__Problem description__. Retype exactly the lines that run from the line with "If you could tag the green" to the final line of the entries, keeping both ends and nothing else.

__Given information__.
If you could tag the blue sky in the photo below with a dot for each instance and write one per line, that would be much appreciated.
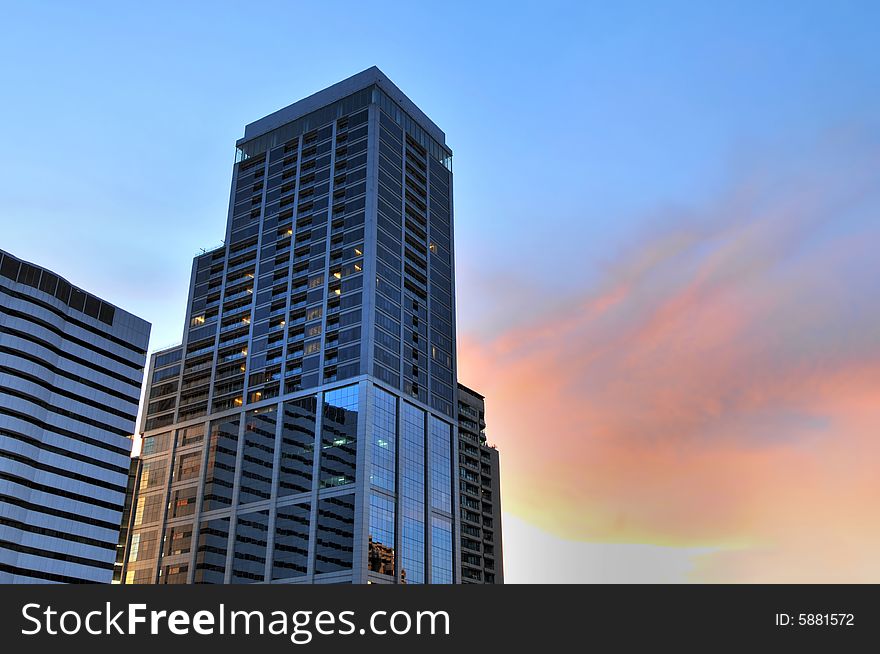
(588, 119)
(596, 145)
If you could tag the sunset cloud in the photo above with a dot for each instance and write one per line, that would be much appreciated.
(718, 388)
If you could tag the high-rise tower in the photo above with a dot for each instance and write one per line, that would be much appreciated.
(304, 429)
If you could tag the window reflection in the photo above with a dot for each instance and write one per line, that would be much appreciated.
(339, 437)
(249, 554)
(220, 469)
(412, 495)
(258, 455)
(291, 541)
(381, 539)
(211, 553)
(297, 446)
(334, 545)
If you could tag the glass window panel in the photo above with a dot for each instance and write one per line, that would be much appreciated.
(183, 502)
(178, 540)
(339, 437)
(334, 545)
(291, 558)
(412, 495)
(384, 439)
(258, 455)
(249, 554)
(220, 469)
(211, 553)
(441, 464)
(381, 543)
(441, 550)
(297, 446)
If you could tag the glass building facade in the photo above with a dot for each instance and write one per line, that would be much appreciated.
(303, 430)
(71, 369)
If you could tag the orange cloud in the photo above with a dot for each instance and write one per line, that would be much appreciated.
(719, 388)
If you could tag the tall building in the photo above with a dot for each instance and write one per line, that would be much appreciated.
(480, 492)
(71, 368)
(303, 430)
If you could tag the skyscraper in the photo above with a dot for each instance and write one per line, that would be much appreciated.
(71, 368)
(303, 430)
(480, 485)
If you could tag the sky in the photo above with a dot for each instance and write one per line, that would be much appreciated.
(666, 215)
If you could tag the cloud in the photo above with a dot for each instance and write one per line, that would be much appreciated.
(533, 556)
(717, 388)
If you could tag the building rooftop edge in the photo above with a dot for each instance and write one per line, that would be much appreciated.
(336, 92)
(147, 323)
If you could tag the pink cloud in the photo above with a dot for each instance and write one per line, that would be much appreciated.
(720, 387)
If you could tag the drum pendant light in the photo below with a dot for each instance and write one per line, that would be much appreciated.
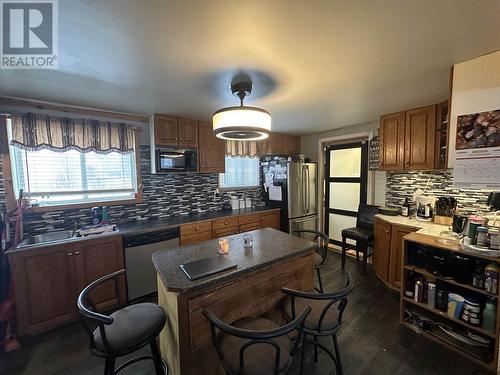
(242, 123)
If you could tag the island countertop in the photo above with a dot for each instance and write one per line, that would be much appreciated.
(270, 246)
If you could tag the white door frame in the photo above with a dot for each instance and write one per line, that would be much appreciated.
(321, 171)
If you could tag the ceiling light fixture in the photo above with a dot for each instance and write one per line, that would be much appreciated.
(242, 123)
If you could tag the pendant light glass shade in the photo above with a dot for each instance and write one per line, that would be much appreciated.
(242, 123)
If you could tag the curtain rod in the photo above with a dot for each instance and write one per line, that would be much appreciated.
(44, 105)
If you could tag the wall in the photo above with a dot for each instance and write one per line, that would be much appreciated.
(164, 195)
(476, 88)
(401, 185)
(309, 143)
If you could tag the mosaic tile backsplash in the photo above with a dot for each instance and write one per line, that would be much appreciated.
(164, 195)
(401, 185)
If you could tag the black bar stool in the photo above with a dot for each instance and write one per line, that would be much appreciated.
(321, 252)
(124, 331)
(255, 345)
(325, 318)
(362, 234)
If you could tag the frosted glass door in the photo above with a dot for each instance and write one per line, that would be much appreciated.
(346, 175)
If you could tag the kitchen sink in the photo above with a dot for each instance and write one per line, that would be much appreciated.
(48, 237)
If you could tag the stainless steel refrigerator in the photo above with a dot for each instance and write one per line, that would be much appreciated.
(292, 186)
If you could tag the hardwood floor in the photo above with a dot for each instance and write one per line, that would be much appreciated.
(371, 341)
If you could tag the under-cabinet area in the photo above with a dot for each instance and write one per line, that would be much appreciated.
(259, 187)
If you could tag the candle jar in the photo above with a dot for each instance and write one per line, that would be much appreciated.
(223, 245)
(247, 240)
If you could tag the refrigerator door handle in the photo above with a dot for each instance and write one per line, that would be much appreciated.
(308, 189)
(304, 183)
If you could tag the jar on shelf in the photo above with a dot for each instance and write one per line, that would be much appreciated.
(491, 278)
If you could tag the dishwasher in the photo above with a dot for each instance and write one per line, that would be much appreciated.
(139, 270)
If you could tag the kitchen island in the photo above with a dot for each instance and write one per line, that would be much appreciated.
(275, 260)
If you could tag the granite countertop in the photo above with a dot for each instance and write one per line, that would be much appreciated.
(145, 226)
(153, 225)
(426, 227)
(270, 246)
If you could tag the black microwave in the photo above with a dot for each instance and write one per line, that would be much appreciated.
(176, 160)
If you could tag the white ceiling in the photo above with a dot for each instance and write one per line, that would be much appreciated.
(317, 65)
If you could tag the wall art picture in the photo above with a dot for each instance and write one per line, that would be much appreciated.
(477, 130)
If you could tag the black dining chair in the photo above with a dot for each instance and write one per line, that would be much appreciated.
(321, 251)
(325, 318)
(122, 332)
(362, 233)
(255, 345)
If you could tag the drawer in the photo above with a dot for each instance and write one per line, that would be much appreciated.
(195, 238)
(224, 222)
(196, 227)
(248, 227)
(223, 232)
(250, 218)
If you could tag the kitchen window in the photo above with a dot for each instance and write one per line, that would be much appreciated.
(51, 178)
(241, 172)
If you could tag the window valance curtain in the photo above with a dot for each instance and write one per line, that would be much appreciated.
(32, 132)
(244, 148)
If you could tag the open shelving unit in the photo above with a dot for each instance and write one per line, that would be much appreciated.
(423, 309)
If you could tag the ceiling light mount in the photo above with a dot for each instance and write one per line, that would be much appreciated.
(242, 123)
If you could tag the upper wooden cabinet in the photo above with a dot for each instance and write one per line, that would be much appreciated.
(188, 132)
(176, 132)
(212, 150)
(280, 144)
(47, 281)
(408, 140)
(420, 132)
(392, 137)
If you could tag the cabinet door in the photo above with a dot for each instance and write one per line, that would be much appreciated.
(381, 248)
(188, 133)
(392, 138)
(212, 150)
(45, 289)
(97, 258)
(195, 238)
(292, 145)
(166, 130)
(420, 138)
(271, 220)
(396, 258)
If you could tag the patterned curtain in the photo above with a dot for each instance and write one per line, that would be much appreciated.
(245, 148)
(33, 132)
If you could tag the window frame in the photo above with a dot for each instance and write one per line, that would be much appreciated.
(236, 188)
(10, 198)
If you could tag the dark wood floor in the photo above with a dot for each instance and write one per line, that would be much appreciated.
(371, 341)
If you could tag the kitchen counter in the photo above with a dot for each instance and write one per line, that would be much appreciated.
(145, 226)
(425, 227)
(270, 246)
(276, 260)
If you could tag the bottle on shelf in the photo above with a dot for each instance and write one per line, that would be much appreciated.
(405, 209)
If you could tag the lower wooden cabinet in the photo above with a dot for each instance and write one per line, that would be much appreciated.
(381, 248)
(209, 229)
(47, 281)
(388, 251)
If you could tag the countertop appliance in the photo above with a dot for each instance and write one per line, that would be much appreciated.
(176, 160)
(292, 186)
(139, 270)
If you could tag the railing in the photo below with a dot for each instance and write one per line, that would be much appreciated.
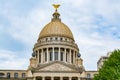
(56, 42)
(12, 78)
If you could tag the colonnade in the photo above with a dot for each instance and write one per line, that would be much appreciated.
(56, 78)
(45, 55)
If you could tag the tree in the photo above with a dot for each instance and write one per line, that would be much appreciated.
(111, 68)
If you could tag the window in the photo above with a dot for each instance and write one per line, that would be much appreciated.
(45, 56)
(61, 39)
(61, 56)
(8, 75)
(50, 38)
(66, 57)
(40, 58)
(56, 55)
(72, 58)
(15, 75)
(46, 39)
(1, 75)
(23, 75)
(88, 76)
(50, 56)
(56, 38)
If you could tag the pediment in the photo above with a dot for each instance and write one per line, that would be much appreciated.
(57, 67)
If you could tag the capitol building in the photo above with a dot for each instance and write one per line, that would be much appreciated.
(55, 56)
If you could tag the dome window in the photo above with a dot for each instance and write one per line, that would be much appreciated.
(51, 38)
(56, 38)
(61, 39)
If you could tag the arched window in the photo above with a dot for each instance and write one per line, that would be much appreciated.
(72, 58)
(50, 56)
(40, 58)
(8, 75)
(66, 56)
(56, 55)
(61, 56)
(23, 75)
(15, 75)
(45, 56)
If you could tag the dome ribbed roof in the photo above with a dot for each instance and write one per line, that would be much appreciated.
(56, 28)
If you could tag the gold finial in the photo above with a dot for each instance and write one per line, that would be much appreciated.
(56, 6)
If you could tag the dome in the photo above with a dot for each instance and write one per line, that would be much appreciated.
(56, 28)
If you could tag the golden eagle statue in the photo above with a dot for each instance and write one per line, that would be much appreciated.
(56, 6)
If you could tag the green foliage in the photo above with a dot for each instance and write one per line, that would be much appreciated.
(111, 68)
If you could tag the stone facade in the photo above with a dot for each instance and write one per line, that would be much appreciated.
(55, 56)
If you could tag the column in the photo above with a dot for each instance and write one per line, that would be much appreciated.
(65, 55)
(47, 56)
(74, 58)
(59, 54)
(42, 56)
(53, 54)
(70, 56)
(43, 78)
(78, 78)
(52, 78)
(34, 78)
(38, 55)
(61, 78)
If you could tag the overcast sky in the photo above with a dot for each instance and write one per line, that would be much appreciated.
(95, 25)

__Final result__.
If you could tag the green foliage in the photo above with a dot for each instance and write one per line, that would be much appreciated.
(111, 68)
If you could tag the stone facade in the photo above with a dot for each instance and write one per line, that would be much appreciated.
(55, 56)
If you could tag the column in the photo above with a dot for each instance and write one per line, that would be much appreciated.
(65, 55)
(47, 56)
(74, 58)
(59, 54)
(42, 56)
(53, 54)
(70, 56)
(43, 78)
(78, 78)
(52, 78)
(34, 78)
(38, 55)
(61, 78)
If you could tag the overcast sky in the photo above with a dot for each instance and write one per line, that would be much appreciated.
(95, 25)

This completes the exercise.